══ Records for the task ══

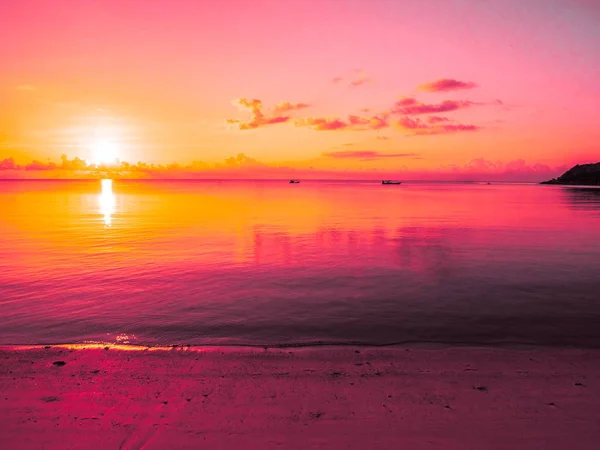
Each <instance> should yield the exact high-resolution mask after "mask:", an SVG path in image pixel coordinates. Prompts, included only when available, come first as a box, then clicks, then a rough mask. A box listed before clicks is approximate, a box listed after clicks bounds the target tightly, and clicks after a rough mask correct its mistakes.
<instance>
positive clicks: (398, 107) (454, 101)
mask: <svg viewBox="0 0 600 450" xmlns="http://www.w3.org/2000/svg"><path fill="white" fill-rule="evenodd" d="M410 100H411V101H412V100H414V99H410ZM406 101H407V99H405V100H401V101H399V102H396V104H395V105H394V109H393V110H392V113H394V114H405V115H409V116H414V115H419V114H431V113H441V112H450V111H456V110H459V109H463V108H468V107H469V106H471V105H472V104H473V102H470V101H468V100H465V101H457V100H444V101H443V102H441V103H437V104H426V103H418V102H415V103H411V104H409V105H408V106H406V105H405V104H403V103H405V102H406Z"/></svg>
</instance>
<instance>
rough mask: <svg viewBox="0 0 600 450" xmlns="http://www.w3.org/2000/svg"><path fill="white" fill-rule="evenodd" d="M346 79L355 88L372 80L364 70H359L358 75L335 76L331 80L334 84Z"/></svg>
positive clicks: (349, 84)
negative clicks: (364, 71)
mask: <svg viewBox="0 0 600 450" xmlns="http://www.w3.org/2000/svg"><path fill="white" fill-rule="evenodd" d="M344 80H347V84H348V86H350V87H353V88H355V87H359V86H362V85H363V84H367V83H370V82H371V81H372V80H371V79H370V78H369V77H367V76H366V75H365V73H364V72H361V71H358V76H354V77H348V78H344V77H335V78H333V79H332V80H331V81H332V82H333V83H334V84H340V83H341V82H342V81H344Z"/></svg>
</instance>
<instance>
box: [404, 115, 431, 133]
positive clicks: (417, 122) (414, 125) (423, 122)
mask: <svg viewBox="0 0 600 450" xmlns="http://www.w3.org/2000/svg"><path fill="white" fill-rule="evenodd" d="M396 125H397V126H398V128H400V129H402V130H421V129H428V128H431V127H430V126H429V125H427V124H426V123H424V122H423V121H422V120H421V119H418V118H417V119H413V118H411V117H407V116H404V117H401V118H400V119H398V122H397V123H396Z"/></svg>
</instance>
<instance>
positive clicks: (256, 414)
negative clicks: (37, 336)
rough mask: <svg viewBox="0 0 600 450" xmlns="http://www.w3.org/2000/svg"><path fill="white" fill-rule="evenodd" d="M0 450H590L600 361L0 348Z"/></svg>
mask: <svg viewBox="0 0 600 450" xmlns="http://www.w3.org/2000/svg"><path fill="white" fill-rule="evenodd" d="M0 442H2V448H4V449H44V448H47V449H142V448H143V449H148V450H151V449H162V448H168V449H180V448H189V449H195V448H210V449H235V448H240V449H269V448H280V449H282V448H285V449H288V448H292V449H296V448H297V449H306V448H335V449H337V448H343V449H361V450H362V449H374V448H377V449H379V448H381V449H384V448H385V449H392V448H408V449H420V448H427V449H471V448H472V449H482V448H486V449H521V448H522V449H537V448H539V449H542V448H543V449H564V448H577V449H596V448H598V442H600V351H598V350H543V349H537V350H530V349H527V350H524V349H522V350H516V349H490V348H462V347H453V348H399V347H390V348H358V347H337V348H333V347H326V348H325V347H324V348H301V349H267V350H265V349H257V348H217V347H215V348H187V347H184V348H181V347H179V348H173V349H153V350H148V349H143V348H135V347H130V348H127V349H124V348H119V347H110V348H108V350H105V349H104V348H98V347H65V346H62V347H61V346H53V347H51V348H44V347H10V348H8V347H0Z"/></svg>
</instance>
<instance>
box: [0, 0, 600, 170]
mask: <svg viewBox="0 0 600 450" xmlns="http://www.w3.org/2000/svg"><path fill="white" fill-rule="evenodd" d="M598 23H600V4H598V3H597V2H595V1H593V0H589V1H588V0H570V1H567V0H564V1H562V0H530V1H527V2H522V1H517V0H515V1H509V0H507V1H502V2H473V1H466V0H464V1H459V0H455V1H428V2H423V1H408V0H407V1H388V0H373V1H366V0H347V1H341V0H304V1H296V0H289V1H285V2H281V1H267V0H264V1H251V0H247V1H241V0H237V1H236V0H225V1H219V2H216V1H215V2H213V1H159V0H156V1H151V2H147V1H130V0H126V1H110V0H107V1H95V2H82V1H74V0H73V1H71V0H63V1H61V2H48V1H33V0H23V1H19V2H17V1H13V2H2V3H1V4H0V61H2V66H3V68H2V72H1V73H0V104H1V105H2V108H1V109H0V169H3V172H11V173H12V172H15V171H23V170H25V169H26V168H27V164H30V163H31V161H32V160H36V161H38V162H37V163H35V164H34V165H33V166H31V165H30V166H29V169H40V170H37V171H36V170H30V171H29V172H31V173H32V174H37V175H36V176H41V175H40V174H41V172H43V171H48V169H50V171H55V170H58V169H64V170H63V172H64V171H73V170H75V169H74V167H73V164H71V162H70V161H72V160H73V158H75V157H77V158H81V159H82V160H84V161H87V163H88V164H89V163H98V164H99V163H111V162H112V161H113V159H115V158H118V159H119V160H120V161H128V162H130V163H137V162H138V161H142V162H144V163H146V164H155V165H158V164H162V165H163V166H166V165H167V164H174V163H177V164H178V165H177V166H171V170H170V171H169V170H167V169H166V168H165V169H164V170H162V171H160V170H159V171H153V172H154V173H155V174H157V173H159V172H160V173H159V175H160V176H168V173H175V172H178V173H180V174H181V173H190V172H198V171H202V170H209V169H210V170H212V171H213V172H214V171H215V170H217V172H218V174H219V175H223V174H225V175H227V173H229V172H228V171H231V170H233V169H234V168H235V174H236V176H242V175H243V174H246V173H247V174H248V176H252V175H253V174H256V173H258V174H259V175H260V176H266V177H271V176H273V177H277V176H282V177H286V176H288V174H290V173H293V174H294V175H298V176H302V175H307V176H308V175H311V174H312V175H314V177H319V176H320V175H322V176H325V175H328V176H335V175H336V174H340V175H339V176H342V177H343V176H345V175H346V174H347V175H348V177H351V178H357V177H359V178H365V177H371V178H378V176H371V174H375V173H376V174H378V175H379V174H383V173H390V174H394V173H402V174H405V175H406V174H413V176H419V175H423V174H427V177H430V178H431V177H435V174H436V173H439V174H440V176H441V175H442V174H447V173H467V174H468V173H486V172H490V173H501V174H503V175H506V174H509V175H510V177H512V178H515V179H518V178H519V177H520V175H519V174H524V175H523V176H526V177H533V178H535V177H542V178H544V177H546V176H547V175H548V174H554V175H556V174H557V173H556V172H558V171H560V170H562V169H563V168H564V166H570V165H572V164H575V163H581V162H591V161H595V160H597V159H600V158H599V157H598V155H599V154H600V152H599V151H598V146H597V142H599V141H600V128H599V127H598V126H597V118H598V107H597V104H596V103H597V99H598V98H600V84H598V82H597V80H598V79H600V51H599V50H598V49H599V48H600V27H598V26H597V24H598ZM62 154H66V155H68V160H62V161H61V159H60V156H61V155H62ZM240 154H241V155H243V156H240V157H237V155H240ZM231 157H234V158H237V159H233V160H232V159H229V160H228V158H231ZM9 158H10V159H9ZM49 160H50V161H53V162H54V164H55V165H48V161H49ZM65 161H67V163H65ZM194 161H196V162H202V163H195V164H193V165H192V163H193V162H194ZM523 161H525V162H523ZM17 166H19V167H18V170H17ZM185 166H188V168H187V169H185V170H183V169H182V167H185ZM83 167H85V163H84V166H83ZM77 170H78V169H77ZM138 173H139V171H138ZM215 173H216V172H215ZM332 174H333V175H332ZM531 174H534V175H531ZM13 175H14V174H13ZM312 175H311V176H312ZM0 176H2V175H0ZM3 176H4V177H6V174H5V175H3ZM44 176H47V174H46V175H44Z"/></svg>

═══

» **What to work on**:
Give back the entries verbatim. Do not include any picture.

» **Output for this exercise**:
Each <instance> should yield the exact high-resolution mask after "mask:", an SVG path in image pixel coordinates. Prompts, included only when available, come first as a box, then clicks, then a rough mask. A box listed before clicks is approximate, a box listed after clicks bounds the target tightly, and clicks after a rough mask correct its mistakes.
<instance>
positive clicks: (398, 107) (454, 101)
mask: <svg viewBox="0 0 600 450" xmlns="http://www.w3.org/2000/svg"><path fill="white" fill-rule="evenodd" d="M410 100H411V101H412V100H414V99H410ZM406 101H407V99H405V100H401V101H399V102H396V104H395V105H394V109H393V110H392V113H394V114H405V115H409V116H414V115H419V114H431V113H441V112H450V111H456V110H459V109H463V108H468V107H469V106H471V105H472V104H473V102H470V101H468V100H465V101H457V100H444V101H443V102H441V103H437V104H426V103H418V102H415V103H411V104H409V105H408V106H406V105H405V104H403V103H405V102H406Z"/></svg>
</instance>
<instance>
rough mask: <svg viewBox="0 0 600 450" xmlns="http://www.w3.org/2000/svg"><path fill="white" fill-rule="evenodd" d="M346 79L355 88L372 80L364 70H359L358 75L335 76L331 80L334 84Z"/></svg>
positive clicks: (349, 84)
negative clicks: (364, 71)
mask: <svg viewBox="0 0 600 450" xmlns="http://www.w3.org/2000/svg"><path fill="white" fill-rule="evenodd" d="M344 80H347V84H348V86H350V87H353V88H355V87H359V86H362V85H363V84H367V83H370V82H371V81H372V80H371V79H370V78H369V77H367V76H366V75H365V73H364V72H361V71H358V76H354V77H348V78H344V77H335V78H333V79H332V80H331V81H332V82H333V83H334V84H340V83H341V82H342V81H344Z"/></svg>
</instance>
<instance>
box: [404, 115, 431, 133]
positive clicks: (417, 122) (414, 125) (423, 122)
mask: <svg viewBox="0 0 600 450" xmlns="http://www.w3.org/2000/svg"><path fill="white" fill-rule="evenodd" d="M396 125H397V126H398V128H400V129H402V130H421V129H428V128H431V127H430V126H429V125H427V124H426V123H424V122H423V121H422V120H421V119H418V118H417V119H413V118H411V117H407V116H404V117H401V118H400V119H398V122H397V123H396Z"/></svg>
</instance>
<instance>
positive clicks: (256, 414)
negative clicks: (37, 336)
rough mask: <svg viewBox="0 0 600 450" xmlns="http://www.w3.org/2000/svg"><path fill="white" fill-rule="evenodd" d="M0 450H590L600 361L0 348Z"/></svg>
mask: <svg viewBox="0 0 600 450" xmlns="http://www.w3.org/2000/svg"><path fill="white" fill-rule="evenodd" d="M0 442H2V448H4V449H44V448H47V449H142V448H143V449H148V450H151V449H162V448H168V449H180V448H189V449H195V448H210V449H235V448H240V449H269V448H280V449H282V448H285V449H288V448H292V449H296V448H297V449H306V448H335V449H337V448H343V449H361V450H362V449H374V448H377V449H379V448H381V449H384V448H385V449H392V448H408V449H420V448H427V449H471V448H472V449H482V448H486V449H521V448H522V449H537V448H539V449H542V448H543V449H564V448H577V449H596V448H598V442H600V351H598V350H543V349H537V350H530V349H527V350H524V349H522V350H516V349H490V348H462V347H453V348H399V347H390V348H358V347H337V348H333V347H326V348H325V347H324V348H301V349H267V350H265V349H257V348H217V347H215V348H187V347H184V348H181V347H179V348H173V349H153V350H148V349H143V348H135V347H130V348H127V349H124V348H119V347H110V348H108V350H105V349H104V348H98V347H65V346H62V347H61V346H53V347H51V348H44V347H10V348H8V347H0Z"/></svg>
</instance>
<instance>
box: [0, 0, 600, 170]
mask: <svg viewBox="0 0 600 450" xmlns="http://www.w3.org/2000/svg"><path fill="white" fill-rule="evenodd" d="M598 23H600V4H598V3H597V2H595V1H593V0H589V1H588V0H570V1H567V0H564V1H562V0H530V1H527V2H522V1H517V0H515V1H509V0H507V1H502V2H473V1H466V0H464V1H459V0H455V1H428V2H423V1H408V0H407V1H388V0H373V1H366V0H347V1H341V0H304V1H296V0H289V1H285V2H281V1H267V0H264V1H251V0H247V1H241V0H237V1H236V0H225V1H219V2H216V1H215V2H213V1H159V0H156V1H151V2H147V1H130V0H126V1H110V0H107V1H95V2H82V1H74V0H73V1H71V0H63V1H61V2H48V1H33V0H23V1H19V2H17V1H13V2H2V3H1V4H0V61H2V66H3V68H2V72H1V73H0V104H1V105H2V108H1V109H0V169H3V172H11V173H12V172H15V171H23V170H25V169H26V168H27V164H30V163H31V161H32V160H36V161H38V162H37V163H35V164H34V165H33V166H31V165H30V166H29V169H40V170H37V171H36V170H30V171H29V172H31V173H32V174H37V175H36V176H41V175H40V174H41V172H43V171H48V169H50V171H55V170H58V169H64V170H63V172H64V171H73V170H75V169H74V167H73V164H71V162H70V161H72V160H73V158H75V157H77V158H81V159H82V160H84V161H87V163H88V164H89V163H98V164H99V163H111V162H112V161H113V159H115V158H118V159H119V160H120V161H128V162H130V163H137V162H138V161H142V162H144V163H146V164H155V165H158V164H162V165H163V166H166V165H167V164H174V163H177V164H178V165H177V166H171V170H170V171H169V170H167V169H166V168H165V169H164V170H162V171H160V170H159V171H153V172H154V173H155V174H157V173H159V172H160V173H159V175H160V176H168V173H175V172H178V173H180V174H181V173H190V172H198V171H202V170H209V169H210V170H212V171H213V172H214V171H215V170H217V172H218V174H219V175H223V174H225V175H227V173H229V172H228V171H231V170H233V169H234V168H235V174H236V176H242V175H243V174H246V173H247V174H248V176H252V175H253V174H256V173H258V174H259V175H260V176H266V177H271V176H273V177H277V176H282V177H286V176H288V174H290V173H293V174H294V175H298V176H302V175H307V176H308V175H311V174H312V175H314V177H319V176H320V175H322V176H325V175H328V176H335V175H336V174H340V175H339V176H342V177H343V176H345V175H346V174H347V175H348V177H351V178H357V177H359V178H365V177H371V178H378V176H371V174H375V173H376V174H378V175H379V174H383V173H390V174H394V173H402V174H405V175H406V174H413V176H419V175H423V174H427V177H430V178H431V177H435V174H436V173H439V174H440V176H441V175H442V174H447V173H467V174H468V173H486V172H490V173H501V174H503V175H506V174H509V175H510V177H512V178H515V179H518V178H519V177H520V175H519V174H524V175H523V176H526V177H533V178H535V177H542V178H544V177H546V176H547V175H548V174H554V175H556V174H557V173H556V172H558V171H560V170H562V169H563V168H564V166H570V165H572V164H575V163H581V162H591V161H595V160H597V159H600V158H599V157H598V155H599V154H600V152H599V151H598V146H597V142H599V141H600V128H599V127H598V126H597V118H598V107H597V104H596V103H597V99H598V98H600V84H598V82H597V80H598V79H600V51H599V50H598V49H599V48H600V27H598V26H597V24H598ZM62 154H66V155H68V160H62V161H61V159H60V156H61V155H62ZM240 154H241V155H243V156H240V157H237V155H240ZM231 157H234V158H237V159H233V160H232V159H229V160H228V158H231ZM9 158H10V159H9ZM49 160H50V161H53V162H54V164H55V165H48V161H49ZM65 161H67V163H65ZM194 161H196V162H202V163H195V164H193V165H192V163H193V162H194ZM523 161H525V162H523ZM17 166H19V167H18V170H17ZM185 166H188V168H187V169H185V170H183V169H182V167H185ZM83 167H85V163H84V166H83ZM77 170H78V169H77ZM138 173H139V171H138ZM215 173H216V172H215ZM332 174H333V175H332ZM531 174H534V175H531ZM13 175H14V174H13ZM312 175H311V176H312ZM0 176H2V175H0ZM3 176H4V177H6V174H5V175H3ZM44 176H47V174H46V175H44Z"/></svg>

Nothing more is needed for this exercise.